It's a great time in their career because they're finding purpose with leverage. Our last report into Q, we'll have Q out 45 days after the end of the quarter. You'll have to wait for that. We'll see a little dip in shareholder equity. Notice the footnotes at the bottom because we're going to probably impair the $3.8 million that Pooph owes us. They owe us $3.8 million. We have had an increase in cash from investment directly into our medical company. The corporate office is stable. It's good news. A little bit of dip, but nothing catastrophic. Of course, the revenue, that's where the real negative is. There's the Pooph effect. We don't like it at all. Let's be clear. The good news is that we've got a core base, plus all these other deals are coming to market, which is great. The diversity will pay off.

What's interesting in the portfolio is the largest loss is actually from Clyra. Clyra is the fastest—you know why? Because we're spending a lot of money to get that stuff ready to go to market. I mean, like now, like now, now spending it. We've raised $7.5 million. We've probably spent about $5 million in the last year readying scaled manufacturing. Our partner came to us and said, look, we'll do this with you if you can prove you can make 1 million units a year times two products and you give us first option on the company. We said, OK. We need to carve out the IPO so we can reward our stockholders. No problem. That's what we're doing. We're preparing to launch. It's going to be a big deal. It is a big deal already. It's going to be an even bigger deal when it launches.

We're hoping we finish the scaled manufacturing in readiness for the last filing with the FDA, which is new names and the use case for the product, not a new regulatory process, more of a process of validating the process by which we manufacture to meet spec for the FDA. That'll happen somewhere around the end of this year. The portfolio is replete. We've got a lot going on. We've got two minutes. Who's got a question? Yes, sir.

Speaker 2

For the batteries, listening to your history, it seems that probably right about now the original patents are out.

Dennis Calvert
President and CEO, BioLargo

Yeah, we're refiling. Yeah, that's exactly right. What's happened is there's a field of art in the manufacturer. That's where a lot of the IP will come, which is the skill at the scaled manufacturing technique. We're also making improvements on the original design. We'll have a patent battle for sure. We're skilled at that area, so we don't have a lot of fear. Right now, we're operating on significant trade secrets for scaled manufacturing. That's the idea. Good question. Yes, sir.

Speaker 2

Any thoughts on uplisting?

Dennis Calvert
President and CEO, BioLargo

Yeah, the strategy is really simple. We talk about uplisting all the time. Thank you for the question. We've asked our shareholders to give us the approval for the board to make the decision when the timing is right. That doesn't mean willy-nilly. It means when the board thinks it's right. We want to be really clear. What's right? When the market starts to give us some value for the execution that we actually have in place, at that point, it's going to make a lot of sense. We believe we'll diminish the negative impact of that uplist. The truth is we'll be in a great position to self-list. We're in a great position with cash, and we'll have more cash. It'll give us the best choice of all paths to make that decision.

We really want to be careful to make sure that, as I always say, the wind's full in our sails as we head out to the future. Any other questions? Yeah.

Speaker 2

The $3.8 million that was set up, receivable, a claim, a lawsuit? What is it?

Dennis Calvert
President and CEO, BioLargo

Yeah, all the above. Yeah. No, they owed us $3.8 million. We published that. It's in a press release and an 8-K. The $3.8 million was as of last for royalties and for product, none of which they paid for. That's a big problem. It is a receivable, but it's likely to get impaired because it's going to go into litigation. We're concerned that they may not or that they may be unable to pay. Thank you. Yes, thank you very much, everybody. We're here today and tomorrow. Thank you.

Region pointing data:
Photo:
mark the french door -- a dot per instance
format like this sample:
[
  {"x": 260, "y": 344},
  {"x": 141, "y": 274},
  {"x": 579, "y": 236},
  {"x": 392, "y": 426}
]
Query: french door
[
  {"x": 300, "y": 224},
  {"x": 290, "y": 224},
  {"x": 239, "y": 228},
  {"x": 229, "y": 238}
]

EXERCISE BRIEF:
Answer these from the BioLargo transcript above:
(a) How much money has been raised for Clyra?
(b) What is the company operating on right now for scaled battery manufacturing?
(c) Where was the $3.8 million owed by Pooph published?

RESULT FOR THIS TASK:
(a) $7.5 million.
(b) Significant trade secrets.
(c) In a press release and an 8-K.